─── Records for the exercise

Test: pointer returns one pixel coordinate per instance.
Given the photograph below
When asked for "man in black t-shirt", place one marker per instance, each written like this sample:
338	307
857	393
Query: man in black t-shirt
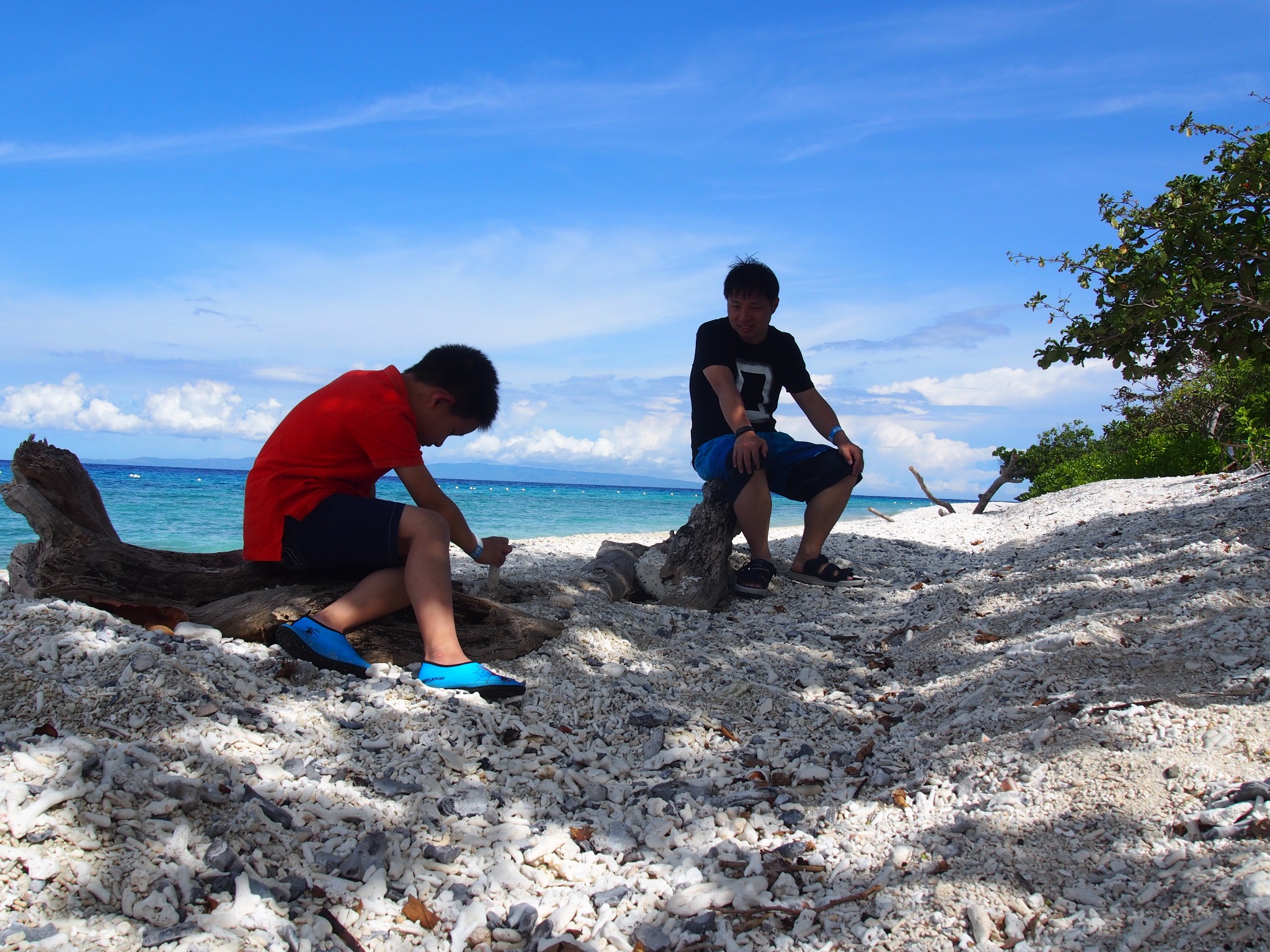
739	368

──────

Update these lines so that every "black t-shirt" reads "gray hoodie" and nothing else changes. Leave the picture out of your answer.

Test: pointer returns one pixel coordinate per instance.
Given the photograph below
When asked for "man in gray hoodie", place one marker per instance, each written like this sample:
338	307
857	393
Query: man in gray hoodie
739	368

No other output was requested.